**THE EXERCISE**
Copy the passage on 3D printing old parts word for word, from "Parts, depending on" up to and including "deal of time.)".

Boards and wiring harnesses are also less likely to be amenable to 'just press print and away you go'; but unless you've destroyed the schematics and for some reason can't tell your multimeter minions to trace it out; such relatively large assemblies should be easier to reverse engineer if necessary and rebuild as well or better with modern parts.

Parts, depending on their size, may or may not be amenable to direct 3d printing: if you go with the really fancy processes, smallish parts with comparatively obnoxious-to-machine properties might actually be easier to print than to produce by the original methods. In other cases, you might not 3d print the parts directly; but you could use 3d printing to greatly speed up the re-creation of tooling necessary to fabricate parts(sintered copper, say, is not terribly useful as an aerospace material; but if you need some tooling in stainless steel or another material that's a pain in the ass to machine precisely, being able to sinter copper to your preference, and then do sinker EDM could save you a great deal of time.)

I suspect that some older designs, unless we consider them worth a fully reverse-engineering, are now too ill-documented to be revived; but given that any current design(and probably some moderately old ones) do have CAD representations produced during design and construction, suitably robust printing technology, in combination with some other techniques, we aren't going to just nanofab them all in one piece), does hold promise.

**INFORMATION PROVIDED**

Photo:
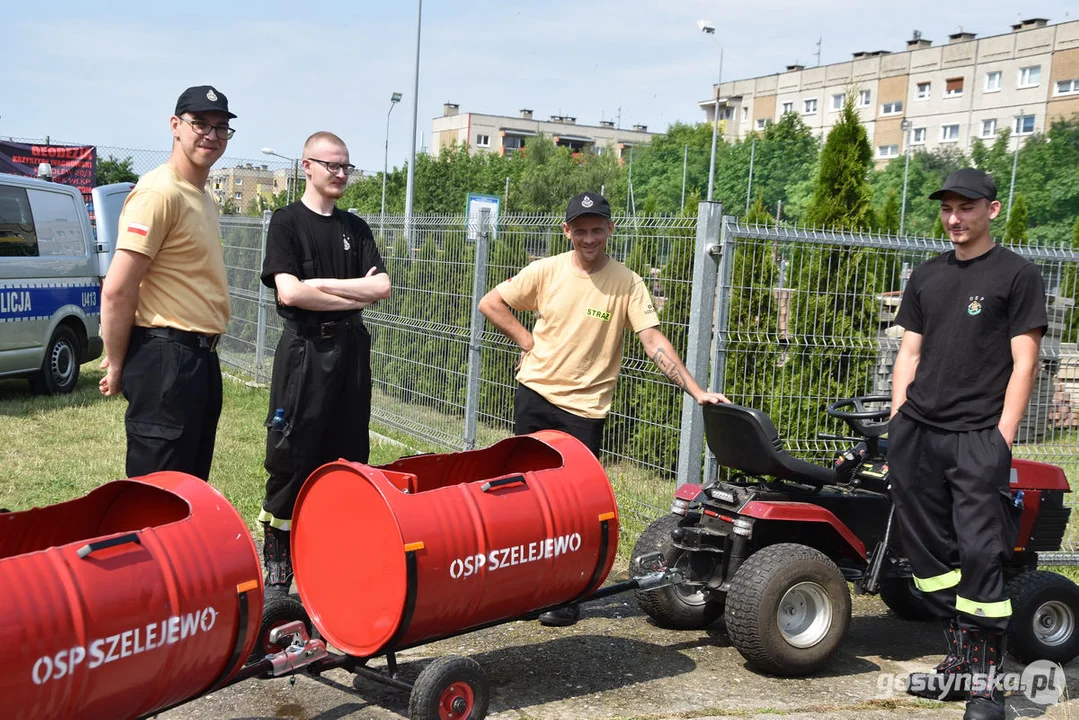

**THE ANSWER**
Parts, depending on their size, may or may not be amenable to direct 3d printing: if you go with the really fancy processes, smallish parts with comparatively obnoxious-to-machine properties might actually be easier to print than to produce by the original methods. In other cases, you might not 3d print the parts directly; but you could use 3d printing to greatly speed up the re-creation of tooling necessary to fabricate parts(sintered copper, say, is not terribly useful as an aerospace material; but if you need some tooling in stainless steel or another material that's a pain in the ass to machine precisely, being able to sinter copper to your preference, and then do sinker EDM could save you a great deal of time.)